Exercice 1: Recopiez le passage du texte sur les droits des femmes à la présidentielle, en commençant à « Dernièrement, Marine Le » et en terminant à « de la cuisine ? ».
Exercice 2: Reprenez les enregistrements en commençant à la ligne qui contient « the red signboard » et en terminant à la fin des enregistrements, en renommant « single point » en « lone point » sans rien modifier d'autre. Ne donnez que ces lignes.

Texte fourni:
┄┄┄┄┄┄┄┄┄┄

Election présidentielle : Quel candidat pour les droits des femmes ?

Le premier tour des élections présidentielles arrivant à grand pas, un point sur les propositions des principaux candidats dans le domaine du droit des femmes s’impose. Alors qui propose quoi ?

Ceux qui régressent :

Marine Le Pen – Candidate FN

La citation qui fait mal : « Je n’ai jamais changé de discours sur la question du voile. J’ai dit et je redis que le voile n’a pas sa place dans la sphère publique en France. »

Depuis quelques mois, Marine Lepen ne cesse de prôner un intérêt particulier pour les droits des femmes. Prendrait-elle les féministes à ce point pour des idiotes ? Zoom sur les propositions et les petites manies du FN :

Le FN a pour habitude de ne pas prendre trop au sérieux les violences contre les femmes, ou l’égalité femmes-hommes de façon générale : vote contre les lois sur le harcèlement sexuel, contre la loi proposant des mesures assurant la bonne santé sexuelle des adolescents et adultes, vote contre la loi sur l’égalité réelle entre les femmes et les hommes, qui, entre autre, incitait les pères à prendre des congés parentaux… Rappelons-nous ensuite du rejet du parti face au droit à l’avortement ; Marion Maréchal Le Pen qui souhaite couper les subventions des plannings familiaux, sa tante qui insiste sur un déremboursement des frais d’IVG, etc. Ainsi, les femmes ayant les moyens pourraient avorter mais les plus précaires seraient condamnées à subir une grossesse qu’elles ne souhaitent pas. La candidate et sa nièce parlent « d’avortement de confort » ; expression abjecte laissant entendre que les femmes seraient des irresponsables qui prennent l’avortement pour une simple contraception. Aymeric Chauperade, ayant quitté le FN depuis, est même allé jusqu’à parler de l’avortement comme d’une « arme de destruction massive contre la démographie européenne ».

Dernièrement, Marine Le Pen tentait de modérer ses propos sur le sujet, mais nous n’avons pas la mémoire courte. En 2015, le FN votait contre le projet de modernisation du système de santé, qui consistait à renforcer le droit à l’avortement et supprimer le délai de réflexion de sept jours précédant l’IVG.

Qu’en est-il du programme du FN pour 2017 ?
La « grande proposition » de ce programme concernant le sujet, est celle du salaire maternel. Il s’agirait là d’un revenu que l’on accorderait aux femmes qui restent au foyer pour s’occuper de leurs enfants. Ainsi, le message est clair : dans un pays qui connaît un fort taux de chômage, un retour des femmes dans leurs maisons libérerait de l’emploi. Après tout, leur place n’est-elle pas auprès de leurs enfants, à s’occuper des tâches ménagères et de la cuisine ?

┄┄┄┄┄┄┄┄┄┄

Données fournies:
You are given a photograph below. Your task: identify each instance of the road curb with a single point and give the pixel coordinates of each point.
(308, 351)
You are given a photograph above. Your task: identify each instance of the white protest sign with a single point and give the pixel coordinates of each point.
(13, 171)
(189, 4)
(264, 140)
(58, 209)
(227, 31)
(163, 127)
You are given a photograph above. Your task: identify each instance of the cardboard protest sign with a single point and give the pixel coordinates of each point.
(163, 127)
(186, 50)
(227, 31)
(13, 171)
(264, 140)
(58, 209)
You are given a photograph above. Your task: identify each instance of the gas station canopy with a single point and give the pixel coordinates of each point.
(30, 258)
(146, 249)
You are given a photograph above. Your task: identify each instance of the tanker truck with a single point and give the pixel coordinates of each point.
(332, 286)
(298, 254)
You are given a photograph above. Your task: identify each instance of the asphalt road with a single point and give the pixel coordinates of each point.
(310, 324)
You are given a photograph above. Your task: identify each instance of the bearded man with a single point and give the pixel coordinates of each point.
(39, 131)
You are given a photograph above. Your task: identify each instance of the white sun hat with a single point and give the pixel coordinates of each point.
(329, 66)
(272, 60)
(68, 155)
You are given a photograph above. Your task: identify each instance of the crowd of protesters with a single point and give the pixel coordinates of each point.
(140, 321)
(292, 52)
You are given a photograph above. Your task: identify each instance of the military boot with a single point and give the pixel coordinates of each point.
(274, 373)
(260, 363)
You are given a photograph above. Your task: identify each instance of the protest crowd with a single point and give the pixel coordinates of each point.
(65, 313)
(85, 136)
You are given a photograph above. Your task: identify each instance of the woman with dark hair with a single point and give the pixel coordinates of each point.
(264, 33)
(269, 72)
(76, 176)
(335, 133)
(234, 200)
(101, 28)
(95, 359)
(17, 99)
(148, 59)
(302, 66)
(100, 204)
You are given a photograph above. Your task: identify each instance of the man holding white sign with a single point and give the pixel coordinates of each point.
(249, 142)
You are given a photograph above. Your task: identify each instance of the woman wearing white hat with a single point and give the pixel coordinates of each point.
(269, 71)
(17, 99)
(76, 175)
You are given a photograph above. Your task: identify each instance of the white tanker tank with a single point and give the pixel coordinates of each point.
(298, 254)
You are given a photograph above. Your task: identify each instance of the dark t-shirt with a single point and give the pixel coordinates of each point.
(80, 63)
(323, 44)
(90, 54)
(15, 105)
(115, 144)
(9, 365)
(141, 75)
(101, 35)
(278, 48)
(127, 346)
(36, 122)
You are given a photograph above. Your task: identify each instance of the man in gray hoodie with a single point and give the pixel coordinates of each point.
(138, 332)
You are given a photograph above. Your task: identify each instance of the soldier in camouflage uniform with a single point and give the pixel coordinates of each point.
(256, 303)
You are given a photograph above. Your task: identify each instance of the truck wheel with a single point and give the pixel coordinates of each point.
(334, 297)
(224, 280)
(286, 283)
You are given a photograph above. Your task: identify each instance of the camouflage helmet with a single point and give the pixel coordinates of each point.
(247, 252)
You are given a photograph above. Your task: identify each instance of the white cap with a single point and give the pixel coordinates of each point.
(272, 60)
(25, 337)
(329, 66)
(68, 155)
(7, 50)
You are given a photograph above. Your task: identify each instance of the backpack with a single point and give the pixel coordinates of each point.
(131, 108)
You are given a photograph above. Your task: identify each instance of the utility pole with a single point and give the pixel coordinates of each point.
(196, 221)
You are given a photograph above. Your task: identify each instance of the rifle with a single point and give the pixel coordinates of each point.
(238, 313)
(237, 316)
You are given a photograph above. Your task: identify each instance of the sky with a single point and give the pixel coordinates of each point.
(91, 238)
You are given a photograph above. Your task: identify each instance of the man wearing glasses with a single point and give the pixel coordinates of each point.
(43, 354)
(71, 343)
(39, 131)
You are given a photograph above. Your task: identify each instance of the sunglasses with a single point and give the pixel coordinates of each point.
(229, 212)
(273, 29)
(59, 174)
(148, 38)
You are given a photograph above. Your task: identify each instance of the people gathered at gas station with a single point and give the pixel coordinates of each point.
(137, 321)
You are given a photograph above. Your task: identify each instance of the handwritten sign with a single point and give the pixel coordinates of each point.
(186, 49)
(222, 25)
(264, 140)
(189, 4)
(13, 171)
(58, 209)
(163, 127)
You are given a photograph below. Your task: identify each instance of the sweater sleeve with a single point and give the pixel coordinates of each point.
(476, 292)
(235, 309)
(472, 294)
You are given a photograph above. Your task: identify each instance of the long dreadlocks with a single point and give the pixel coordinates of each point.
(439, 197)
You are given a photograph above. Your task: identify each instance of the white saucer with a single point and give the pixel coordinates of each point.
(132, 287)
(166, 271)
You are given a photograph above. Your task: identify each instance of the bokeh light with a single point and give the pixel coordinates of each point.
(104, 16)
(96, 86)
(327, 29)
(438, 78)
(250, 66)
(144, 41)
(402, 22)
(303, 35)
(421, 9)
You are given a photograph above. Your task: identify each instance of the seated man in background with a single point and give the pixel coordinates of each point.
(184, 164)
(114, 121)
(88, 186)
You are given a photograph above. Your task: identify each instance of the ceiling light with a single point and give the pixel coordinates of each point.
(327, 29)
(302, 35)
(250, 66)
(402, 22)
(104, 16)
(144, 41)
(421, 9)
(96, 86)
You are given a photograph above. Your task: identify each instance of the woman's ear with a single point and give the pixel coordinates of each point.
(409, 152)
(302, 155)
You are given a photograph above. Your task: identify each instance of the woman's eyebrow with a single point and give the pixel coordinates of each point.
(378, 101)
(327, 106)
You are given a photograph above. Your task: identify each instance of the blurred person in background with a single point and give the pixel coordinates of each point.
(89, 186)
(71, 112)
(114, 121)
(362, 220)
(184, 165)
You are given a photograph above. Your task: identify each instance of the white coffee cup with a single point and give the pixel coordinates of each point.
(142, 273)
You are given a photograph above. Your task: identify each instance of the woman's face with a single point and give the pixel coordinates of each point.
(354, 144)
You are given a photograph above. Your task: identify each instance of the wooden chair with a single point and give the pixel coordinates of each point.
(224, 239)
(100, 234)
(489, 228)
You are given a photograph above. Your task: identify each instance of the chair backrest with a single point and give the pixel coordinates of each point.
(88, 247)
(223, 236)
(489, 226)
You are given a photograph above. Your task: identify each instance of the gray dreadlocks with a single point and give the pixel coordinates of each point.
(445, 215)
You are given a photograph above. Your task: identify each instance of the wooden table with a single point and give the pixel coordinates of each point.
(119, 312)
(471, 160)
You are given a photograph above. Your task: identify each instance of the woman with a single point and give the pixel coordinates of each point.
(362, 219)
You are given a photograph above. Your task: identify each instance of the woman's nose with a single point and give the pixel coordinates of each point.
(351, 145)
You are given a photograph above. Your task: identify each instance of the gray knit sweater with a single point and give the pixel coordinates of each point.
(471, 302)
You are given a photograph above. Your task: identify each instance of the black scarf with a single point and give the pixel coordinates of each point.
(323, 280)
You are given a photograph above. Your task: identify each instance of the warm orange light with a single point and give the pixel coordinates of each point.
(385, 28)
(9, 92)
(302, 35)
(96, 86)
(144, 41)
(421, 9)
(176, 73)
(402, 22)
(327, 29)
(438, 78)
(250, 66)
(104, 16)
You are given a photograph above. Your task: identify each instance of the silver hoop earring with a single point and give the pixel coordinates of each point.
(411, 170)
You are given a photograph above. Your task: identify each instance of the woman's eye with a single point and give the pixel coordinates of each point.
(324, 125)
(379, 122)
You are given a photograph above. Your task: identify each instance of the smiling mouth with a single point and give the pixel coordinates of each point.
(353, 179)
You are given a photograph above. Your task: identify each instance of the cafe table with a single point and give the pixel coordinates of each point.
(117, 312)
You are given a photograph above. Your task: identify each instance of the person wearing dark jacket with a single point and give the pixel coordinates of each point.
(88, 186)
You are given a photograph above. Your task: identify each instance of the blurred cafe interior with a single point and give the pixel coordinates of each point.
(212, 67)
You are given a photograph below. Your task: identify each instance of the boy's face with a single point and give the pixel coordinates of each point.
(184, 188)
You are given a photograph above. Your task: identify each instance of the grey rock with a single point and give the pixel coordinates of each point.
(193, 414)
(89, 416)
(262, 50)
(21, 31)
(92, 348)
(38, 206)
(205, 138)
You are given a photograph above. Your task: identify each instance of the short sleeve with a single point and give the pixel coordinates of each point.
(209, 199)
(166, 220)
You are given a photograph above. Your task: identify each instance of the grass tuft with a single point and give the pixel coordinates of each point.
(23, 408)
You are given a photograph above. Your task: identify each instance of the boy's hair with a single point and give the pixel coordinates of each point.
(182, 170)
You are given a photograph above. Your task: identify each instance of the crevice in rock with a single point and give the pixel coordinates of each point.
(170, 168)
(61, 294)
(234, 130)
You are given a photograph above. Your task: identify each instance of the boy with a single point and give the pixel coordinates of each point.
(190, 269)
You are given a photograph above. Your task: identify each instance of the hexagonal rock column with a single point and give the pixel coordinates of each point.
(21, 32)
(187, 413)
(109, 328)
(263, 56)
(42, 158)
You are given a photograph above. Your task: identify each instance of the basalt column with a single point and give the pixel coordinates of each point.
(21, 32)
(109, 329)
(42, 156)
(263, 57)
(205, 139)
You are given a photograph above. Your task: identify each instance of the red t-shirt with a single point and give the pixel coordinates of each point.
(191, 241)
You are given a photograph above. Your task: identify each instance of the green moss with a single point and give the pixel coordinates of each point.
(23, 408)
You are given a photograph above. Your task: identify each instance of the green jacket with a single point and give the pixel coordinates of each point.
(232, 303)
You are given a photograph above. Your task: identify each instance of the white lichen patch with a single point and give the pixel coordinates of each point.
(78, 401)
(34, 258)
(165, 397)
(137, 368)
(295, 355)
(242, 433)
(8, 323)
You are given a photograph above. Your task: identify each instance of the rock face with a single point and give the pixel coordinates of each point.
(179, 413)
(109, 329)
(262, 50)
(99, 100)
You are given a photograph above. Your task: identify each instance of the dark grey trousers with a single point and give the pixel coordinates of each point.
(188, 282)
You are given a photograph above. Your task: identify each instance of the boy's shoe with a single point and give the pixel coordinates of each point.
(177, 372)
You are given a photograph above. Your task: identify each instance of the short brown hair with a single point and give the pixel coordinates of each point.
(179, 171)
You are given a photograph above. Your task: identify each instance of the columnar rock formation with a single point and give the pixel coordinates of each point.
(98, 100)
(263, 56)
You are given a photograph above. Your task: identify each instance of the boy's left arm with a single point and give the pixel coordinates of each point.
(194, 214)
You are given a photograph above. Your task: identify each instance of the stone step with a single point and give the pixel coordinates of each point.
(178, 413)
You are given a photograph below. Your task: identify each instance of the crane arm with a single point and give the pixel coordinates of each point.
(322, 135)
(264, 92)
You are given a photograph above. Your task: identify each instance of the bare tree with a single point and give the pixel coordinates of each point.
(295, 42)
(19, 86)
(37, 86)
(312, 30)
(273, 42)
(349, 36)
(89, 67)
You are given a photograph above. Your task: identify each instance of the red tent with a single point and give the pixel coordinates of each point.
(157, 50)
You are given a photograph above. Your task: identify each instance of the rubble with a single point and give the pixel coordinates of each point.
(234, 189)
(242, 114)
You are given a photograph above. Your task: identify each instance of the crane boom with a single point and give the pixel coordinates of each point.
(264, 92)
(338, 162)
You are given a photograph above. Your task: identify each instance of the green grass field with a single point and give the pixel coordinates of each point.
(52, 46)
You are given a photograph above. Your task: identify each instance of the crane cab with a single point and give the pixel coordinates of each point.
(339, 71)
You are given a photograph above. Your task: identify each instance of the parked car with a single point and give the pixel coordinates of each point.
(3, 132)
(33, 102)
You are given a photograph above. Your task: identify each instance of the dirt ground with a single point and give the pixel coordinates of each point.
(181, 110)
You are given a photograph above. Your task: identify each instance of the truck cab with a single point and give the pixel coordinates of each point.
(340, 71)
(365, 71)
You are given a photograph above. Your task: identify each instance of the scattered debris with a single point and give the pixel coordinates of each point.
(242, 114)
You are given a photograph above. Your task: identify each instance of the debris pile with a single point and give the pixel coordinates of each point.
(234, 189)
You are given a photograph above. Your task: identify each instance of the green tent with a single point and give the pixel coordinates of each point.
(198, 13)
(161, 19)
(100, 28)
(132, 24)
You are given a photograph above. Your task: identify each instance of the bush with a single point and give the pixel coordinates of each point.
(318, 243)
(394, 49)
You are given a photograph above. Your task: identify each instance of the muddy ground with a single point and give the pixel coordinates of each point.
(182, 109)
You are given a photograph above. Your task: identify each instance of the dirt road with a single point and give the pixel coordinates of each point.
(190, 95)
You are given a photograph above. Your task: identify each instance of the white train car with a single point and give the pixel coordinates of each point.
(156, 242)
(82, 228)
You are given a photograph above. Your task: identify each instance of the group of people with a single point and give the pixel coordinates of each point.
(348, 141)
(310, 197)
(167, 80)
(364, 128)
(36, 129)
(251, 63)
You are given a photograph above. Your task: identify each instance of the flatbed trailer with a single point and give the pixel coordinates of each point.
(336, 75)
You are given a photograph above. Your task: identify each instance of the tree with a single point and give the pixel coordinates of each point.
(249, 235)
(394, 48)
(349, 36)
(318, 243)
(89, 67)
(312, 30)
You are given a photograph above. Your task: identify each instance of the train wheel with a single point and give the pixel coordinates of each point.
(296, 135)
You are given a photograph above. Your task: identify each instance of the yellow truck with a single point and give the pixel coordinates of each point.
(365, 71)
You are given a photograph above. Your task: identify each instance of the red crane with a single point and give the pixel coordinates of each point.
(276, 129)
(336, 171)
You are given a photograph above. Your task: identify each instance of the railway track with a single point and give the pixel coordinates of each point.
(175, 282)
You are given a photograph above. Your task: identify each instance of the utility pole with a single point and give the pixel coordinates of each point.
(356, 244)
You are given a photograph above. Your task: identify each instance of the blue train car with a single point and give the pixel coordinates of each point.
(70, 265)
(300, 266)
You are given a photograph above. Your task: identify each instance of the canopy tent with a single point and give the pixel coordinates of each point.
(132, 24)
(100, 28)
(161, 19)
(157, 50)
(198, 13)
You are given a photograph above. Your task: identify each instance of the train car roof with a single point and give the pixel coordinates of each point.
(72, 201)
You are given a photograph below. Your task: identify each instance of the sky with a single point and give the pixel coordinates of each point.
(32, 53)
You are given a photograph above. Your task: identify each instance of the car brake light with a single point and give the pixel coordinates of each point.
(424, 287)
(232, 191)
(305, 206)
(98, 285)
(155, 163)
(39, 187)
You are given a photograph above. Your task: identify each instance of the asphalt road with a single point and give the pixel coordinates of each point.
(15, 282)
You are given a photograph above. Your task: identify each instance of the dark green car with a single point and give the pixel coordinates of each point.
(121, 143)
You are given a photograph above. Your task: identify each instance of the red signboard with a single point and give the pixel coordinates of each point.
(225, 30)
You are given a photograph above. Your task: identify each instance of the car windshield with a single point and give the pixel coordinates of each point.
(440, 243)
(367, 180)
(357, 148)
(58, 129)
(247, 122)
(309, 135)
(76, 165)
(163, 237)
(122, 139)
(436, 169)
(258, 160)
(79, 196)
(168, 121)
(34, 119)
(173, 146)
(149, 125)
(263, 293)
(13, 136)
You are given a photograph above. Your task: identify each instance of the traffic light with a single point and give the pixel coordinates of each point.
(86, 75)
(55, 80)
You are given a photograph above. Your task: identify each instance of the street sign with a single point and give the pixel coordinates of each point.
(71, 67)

┄┄┄┄┄┄┄┄┄┄

Réponse complète 1:
Dernièrement, Marine Le Pen tentait de modérer ses propos sur le sujet, mais nous n’avons pas la mémoire courte. En 2015, le FN votait contre le projet de modernisation du système de santé, qui consistait à renforcer le droit à l’avortement et supprimer le délai de réflexion de sept jours précédant l’IVG.

Qu’en est-il du programme du FN pour 2017 ?
La « grande proposition » de ce programme concernant le sujet, est celle du salaire maternel. Il s’agirait là d’un revenu que l’on accorderait aux femmes qui restent au foyer pour s’occuper de leurs enfants. Ainsi, le message est clair : dans un pays qui connaît un fort taux de chômage, un retour des femmes dans leurs maisons libérerait de l’emploi. Après tout, leur place n’est-elle pas auprès de leurs enfants, à s’occuper des tâches ménagères et de la cuisine ?

Réponse complète 2:
You are given a photograph above. Your task: identify each instance of the red signboard with a lone point and give the pixel coordinates of each point.
(225, 30)
You are given a photograph above. Your task: identify each instance of the car windshield with a lone point and give the pixel coordinates of each point.
(440, 243)
(367, 180)
(357, 148)
(58, 129)
(247, 122)
(309, 135)
(76, 165)
(163, 237)
(122, 139)
(436, 169)
(258, 160)
(79, 196)
(168, 121)
(34, 119)
(173, 146)
(149, 125)
(263, 293)
(13, 136)
You are given a photograph above. Your task: identify each instance of the traffic light with a lone point and give the pixel coordinates of each point.
(86, 75)
(55, 80)
You are given a photograph above. Your task: identify each instance of the street sign with a lone point and give the pixel coordinates of each point.
(71, 67)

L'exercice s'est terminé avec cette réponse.